[[ RECORDS TO PROCESS, beginning ]]

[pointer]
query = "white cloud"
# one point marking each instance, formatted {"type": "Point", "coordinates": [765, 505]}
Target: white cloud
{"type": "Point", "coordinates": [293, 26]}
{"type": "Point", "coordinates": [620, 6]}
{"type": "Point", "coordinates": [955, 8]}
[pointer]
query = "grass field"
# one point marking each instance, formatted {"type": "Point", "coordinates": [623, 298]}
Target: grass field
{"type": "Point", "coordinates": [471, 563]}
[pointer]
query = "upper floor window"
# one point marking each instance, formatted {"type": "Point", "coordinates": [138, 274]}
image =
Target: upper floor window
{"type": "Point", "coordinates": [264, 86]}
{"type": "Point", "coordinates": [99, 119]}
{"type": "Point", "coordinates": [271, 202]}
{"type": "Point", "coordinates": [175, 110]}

[[ RECORDS TO PROCESS, end ]]

== WORK REQUEST ==
Only lines containing "instance" belong in the answer; copy every such line from the records.

== ANSWER SPACE ==
# one point marking each instance, formatted {"type": "Point", "coordinates": [765, 505]}
# one point marking each instance, formatted {"type": "Point", "coordinates": [623, 298]}
# one point marking each instance, formatted {"type": "Point", "coordinates": [138, 274]}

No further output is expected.